**Set exercise:** Give every line of the items below as a Markdown table with the columns "Row" and "Item line," numbering each row and omitting blank lines. Leave the pictures out of the table.

**Provided entries:**

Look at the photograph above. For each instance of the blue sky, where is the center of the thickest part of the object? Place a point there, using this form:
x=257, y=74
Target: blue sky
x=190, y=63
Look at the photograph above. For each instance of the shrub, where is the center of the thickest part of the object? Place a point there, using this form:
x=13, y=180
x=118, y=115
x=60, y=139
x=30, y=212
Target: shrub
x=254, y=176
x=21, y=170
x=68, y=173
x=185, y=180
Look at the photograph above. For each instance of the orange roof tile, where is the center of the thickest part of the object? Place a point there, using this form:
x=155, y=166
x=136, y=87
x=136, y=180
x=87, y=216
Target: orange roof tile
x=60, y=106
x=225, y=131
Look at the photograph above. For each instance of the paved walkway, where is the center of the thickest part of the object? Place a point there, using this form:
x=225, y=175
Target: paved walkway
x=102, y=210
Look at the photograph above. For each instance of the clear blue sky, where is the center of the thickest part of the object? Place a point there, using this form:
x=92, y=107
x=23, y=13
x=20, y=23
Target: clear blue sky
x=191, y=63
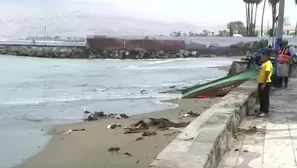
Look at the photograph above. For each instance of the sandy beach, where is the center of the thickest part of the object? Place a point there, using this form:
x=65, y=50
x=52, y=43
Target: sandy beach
x=89, y=148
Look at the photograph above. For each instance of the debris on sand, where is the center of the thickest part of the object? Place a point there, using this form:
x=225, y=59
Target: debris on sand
x=91, y=117
x=113, y=126
x=114, y=149
x=149, y=133
x=101, y=115
x=190, y=114
x=163, y=123
x=73, y=130
x=155, y=123
x=128, y=154
x=139, y=138
x=173, y=131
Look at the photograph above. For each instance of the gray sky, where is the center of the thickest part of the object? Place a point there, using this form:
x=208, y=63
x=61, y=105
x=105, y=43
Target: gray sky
x=198, y=12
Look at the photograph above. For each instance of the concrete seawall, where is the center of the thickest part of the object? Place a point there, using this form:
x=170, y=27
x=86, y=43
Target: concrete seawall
x=50, y=51
x=203, y=143
x=192, y=50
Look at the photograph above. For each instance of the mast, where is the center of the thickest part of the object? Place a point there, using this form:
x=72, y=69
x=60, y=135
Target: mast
x=45, y=38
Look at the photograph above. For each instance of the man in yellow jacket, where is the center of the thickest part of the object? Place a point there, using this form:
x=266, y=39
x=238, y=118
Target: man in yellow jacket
x=264, y=82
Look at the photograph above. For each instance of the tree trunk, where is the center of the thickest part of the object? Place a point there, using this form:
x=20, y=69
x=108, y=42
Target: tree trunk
x=251, y=21
x=273, y=18
x=248, y=25
x=255, y=20
x=247, y=17
x=263, y=18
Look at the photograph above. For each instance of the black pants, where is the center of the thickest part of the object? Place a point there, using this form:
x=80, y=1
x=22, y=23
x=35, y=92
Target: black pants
x=264, y=97
x=284, y=80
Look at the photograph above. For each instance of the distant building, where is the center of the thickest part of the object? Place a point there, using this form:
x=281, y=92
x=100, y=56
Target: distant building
x=237, y=35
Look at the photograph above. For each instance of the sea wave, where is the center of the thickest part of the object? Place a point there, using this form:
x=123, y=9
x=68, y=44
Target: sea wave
x=33, y=118
x=114, y=97
x=162, y=61
x=175, y=67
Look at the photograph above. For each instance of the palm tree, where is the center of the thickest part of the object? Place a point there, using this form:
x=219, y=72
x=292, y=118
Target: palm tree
x=256, y=2
x=273, y=4
x=263, y=17
x=251, y=7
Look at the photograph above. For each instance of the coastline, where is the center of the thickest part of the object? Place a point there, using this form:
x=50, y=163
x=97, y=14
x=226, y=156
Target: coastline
x=89, y=148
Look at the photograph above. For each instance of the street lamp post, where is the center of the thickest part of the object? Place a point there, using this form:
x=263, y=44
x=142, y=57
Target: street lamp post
x=279, y=38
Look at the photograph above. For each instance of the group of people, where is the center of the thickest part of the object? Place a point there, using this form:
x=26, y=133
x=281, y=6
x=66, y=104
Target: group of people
x=284, y=63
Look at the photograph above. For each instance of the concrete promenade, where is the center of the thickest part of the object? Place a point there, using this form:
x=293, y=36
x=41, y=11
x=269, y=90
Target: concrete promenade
x=268, y=142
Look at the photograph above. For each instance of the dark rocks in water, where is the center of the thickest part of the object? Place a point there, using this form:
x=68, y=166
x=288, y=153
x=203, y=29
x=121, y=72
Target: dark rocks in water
x=82, y=129
x=163, y=123
x=128, y=154
x=91, y=117
x=139, y=138
x=149, y=133
x=190, y=114
x=156, y=123
x=143, y=91
x=101, y=115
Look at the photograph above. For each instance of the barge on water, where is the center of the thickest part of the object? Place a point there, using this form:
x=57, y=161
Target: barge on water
x=132, y=43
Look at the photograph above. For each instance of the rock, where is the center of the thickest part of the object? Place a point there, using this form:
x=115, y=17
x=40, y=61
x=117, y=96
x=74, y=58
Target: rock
x=114, y=149
x=127, y=154
x=139, y=138
x=190, y=114
x=149, y=133
x=68, y=132
x=113, y=126
x=91, y=117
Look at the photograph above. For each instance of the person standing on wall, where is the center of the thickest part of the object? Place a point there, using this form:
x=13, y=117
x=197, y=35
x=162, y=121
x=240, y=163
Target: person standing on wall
x=264, y=81
x=284, y=60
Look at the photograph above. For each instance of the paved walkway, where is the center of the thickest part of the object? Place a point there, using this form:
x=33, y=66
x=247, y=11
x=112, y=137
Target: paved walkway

**Full output:**
| Row | Item line |
|---|---|
| 1 | Look at the photograph above. For each instance of the blue sky, where is the center of the thickest part of the object? Place a point there, using this form: |
| 2 | x=257, y=74 |
| 3 | Target: blue sky |
| 4 | x=190, y=63 |
| 5 | Look at the photograph above. For each instance of the shrub, where is the center of the thickest part of the object? Place a point there, using this form: |
| 6 | x=13, y=180 |
| 7 | x=118, y=115 |
| 8 | x=60, y=139 |
| 9 | x=30, y=212 |
| 10 | Target: shrub |
| 11 | x=254, y=176 |
| 12 | x=21, y=170 |
| 13 | x=68, y=173 |
| 14 | x=185, y=180 |
| 15 | Look at the photograph above. For each instance of the orange roof tile, where is the center of the thickest part of the object? Place a point there, using this form: |
| 16 | x=155, y=166 |
| 17 | x=136, y=87 |
| 18 | x=136, y=180 |
| 19 | x=87, y=216 |
| 20 | Target: orange roof tile |
| 21 | x=60, y=106 |
| 22 | x=225, y=131 |
| 23 | Look at the photograph above. For each instance of the paved walkway, where is the center of the thickest part of the object? Place a point there, using this form: |
| 24 | x=225, y=175 |
| 25 | Target: paved walkway |
| 26 | x=102, y=210 |
| 27 | Look at the photograph above. For each instance of the clear blue sky, where is the center of the thickest part of the object? Place a point there, using this form: |
| 28 | x=92, y=107 |
| 29 | x=23, y=13 |
| 30 | x=20, y=23 |
| 31 | Target: clear blue sky |
| 32 | x=191, y=63 |
| 33 | Look at the photograph above. For each instance of the sandy beach, where is the center of the thickest part of the object? Place a point there, using this form: |
| 34 | x=65, y=50 |
| 35 | x=52, y=43 |
| 36 | Target: sandy beach |
| 37 | x=89, y=148 |
| 38 | Look at the photograph above. For each instance of the debris on sand, where is the center of the thickest part of the object? Place a point there, using this form: |
| 39 | x=225, y=59 |
| 40 | Target: debris on sand |
| 41 | x=91, y=117 |
| 42 | x=113, y=126 |
| 43 | x=114, y=149 |
| 44 | x=149, y=133 |
| 45 | x=101, y=115 |
| 46 | x=190, y=114 |
| 47 | x=163, y=123 |
| 48 | x=73, y=130 |
| 49 | x=155, y=123 |
| 50 | x=128, y=154 |
| 51 | x=139, y=138 |
| 52 | x=173, y=131 |
| 53 | Look at the photograph above. For each instance of the gray sky, where is the center of the thickest part of the object? Place a point there, using this form: |
| 54 | x=208, y=63 |
| 55 | x=61, y=105 |
| 56 | x=105, y=43 |
| 57 | Target: gray sky |
| 58 | x=198, y=12 |
| 59 | Look at the photograph above. For each instance of the concrete seawall, where is the center of the thickest part of the object? Place a point there, using this form: |
| 60 | x=170, y=27 |
| 61 | x=86, y=43 |
| 62 | Target: concrete seawall |
| 63 | x=50, y=51 |
| 64 | x=203, y=143 |
| 65 | x=192, y=50 |
| 66 | Look at the photograph above. For each instance of the mast, where is the center of the thickest part of the object? Place a point there, using this form: |
| 67 | x=72, y=69 |
| 68 | x=60, y=135 |
| 69 | Target: mast |
| 70 | x=45, y=38 |
| 71 | Look at the photograph above. For each instance of the man in yellow jacket, where is the center of the thickest part of the object? Place a point there, using this form: |
| 72 | x=266, y=39 |
| 73 | x=238, y=118 |
| 74 | Target: man in yellow jacket |
| 75 | x=264, y=82 |
| 76 | Look at the photograph above. For each instance of the tree trunk, where is the center of the thickest part of the object? Place a point there, using this form: |
| 77 | x=20, y=69 |
| 78 | x=108, y=42 |
| 79 | Target: tree trunk |
| 80 | x=251, y=21 |
| 81 | x=273, y=18 |
| 82 | x=248, y=25 |
| 83 | x=255, y=20 |
| 84 | x=247, y=17 |
| 85 | x=263, y=18 |
| 86 | Look at the photograph above. For each instance of the black pants, where is the center of the thickest part of the object? Place a point there, using this form: |
| 87 | x=80, y=1 |
| 88 | x=22, y=23 |
| 89 | x=35, y=92 |
| 90 | Target: black pants |
| 91 | x=264, y=97 |
| 92 | x=284, y=80 |
| 93 | Look at the photograph above. For each instance of the distant building, where is the center of the thickest part of the object? Place a point there, using this form: |
| 94 | x=281, y=92 |
| 95 | x=100, y=56 |
| 96 | Target: distant building |
| 97 | x=237, y=35 |
| 98 | Look at the photograph above. For each instance of the sea wave, where is the center of the thickest part of the object? Place a point there, using this form: |
| 99 | x=123, y=9 |
| 100 | x=68, y=44 |
| 101 | Target: sea wave |
| 102 | x=33, y=118 |
| 103 | x=114, y=97 |
| 104 | x=162, y=61 |
| 105 | x=175, y=67 |
| 106 | Look at the photograph above. For each instance of the palm tree, where is the center of the thickest part of the object? Place a point there, using this form: |
| 107 | x=219, y=72 |
| 108 | x=292, y=118 |
| 109 | Target: palm tree |
| 110 | x=256, y=2 |
| 111 | x=273, y=4 |
| 112 | x=263, y=17 |
| 113 | x=251, y=7 |
| 114 | Look at the photograph above. For each instance of the coastline, where is the center of the thickest part of the object? Place a point there, using this form: |
| 115 | x=50, y=163 |
| 116 | x=97, y=14 |
| 117 | x=226, y=156 |
| 118 | Target: coastline |
| 119 | x=89, y=148 |
| 120 | Look at the photograph above. For each instance of the street lamp post, where is the center of the thickest part of the object? Place a point there, using this form: |
| 121 | x=263, y=44 |
| 122 | x=142, y=57 |
| 123 | Target: street lamp post |
| 124 | x=279, y=38 |
| 125 | Look at the photograph above. For each instance of the group of people, where is the center of the thickest part of the object? Place a point there, using this form: |
| 126 | x=26, y=133 |
| 127 | x=281, y=6 |
| 128 | x=66, y=104 |
| 129 | Target: group of people |
| 130 | x=284, y=63 |
| 131 | Look at the photograph above. For each instance of the concrete promenade, where is the center of the thickest part of the object? Place a point there, using this form: |
| 132 | x=293, y=36 |
| 133 | x=41, y=11 |
| 134 | x=269, y=90 |
| 135 | Target: concrete promenade |
| 136 | x=268, y=142 |
| 137 | Look at the photograph above. For each instance of the dark rocks in water, where is the center of the thickest part of the object? Place a point there, using this form: |
| 138 | x=68, y=166 |
| 139 | x=288, y=153 |
| 140 | x=203, y=29 |
| 141 | x=121, y=72 |
| 142 | Target: dark rocks in water |
| 143 | x=82, y=129 |
| 144 | x=163, y=123 |
| 145 | x=128, y=154 |
| 146 | x=91, y=117 |
| 147 | x=139, y=138 |
| 148 | x=149, y=133 |
| 149 | x=190, y=114 |
| 150 | x=156, y=123 |
| 151 | x=143, y=91 |
| 152 | x=101, y=115 |
| 153 | Look at the photograph above. For each instance of the barge on water, where is the center of the thickest part of the object? Place a point there, using this form: |
| 154 | x=57, y=161 |
| 155 | Target: barge on water |
| 156 | x=132, y=43 |
| 157 | Look at the photograph above. For each instance of the rock, where is the center of the thickest part of the object? Place a point there, using this form: |
| 158 | x=115, y=17 |
| 159 | x=40, y=61 |
| 160 | x=117, y=96 |
| 161 | x=74, y=58 |
| 162 | Target: rock |
| 163 | x=114, y=149 |
| 164 | x=127, y=154 |
| 165 | x=139, y=138 |
| 166 | x=190, y=114 |
| 167 | x=149, y=133 |
| 168 | x=68, y=132 |
| 169 | x=113, y=126 |
| 170 | x=91, y=117 |
| 171 | Look at the photograph above. For each instance of the person standing on wall, where is the center of the thickest part of the object? Place a point there, using this form: |
| 172 | x=13, y=117 |
| 173 | x=197, y=35 |
| 174 | x=162, y=121 |
| 175 | x=240, y=163 |
| 176 | Target: person standing on wall |
| 177 | x=264, y=81 |
| 178 | x=284, y=60 |
| 179 | Look at the photograph above. For each instance of the paved walkway, where is the center of the thickest part of the object? Place a point there, using this form: |
| 180 | x=33, y=66 |
| 181 | x=247, y=11 |
| 182 | x=112, y=137 |
| 183 | Target: paved walkway |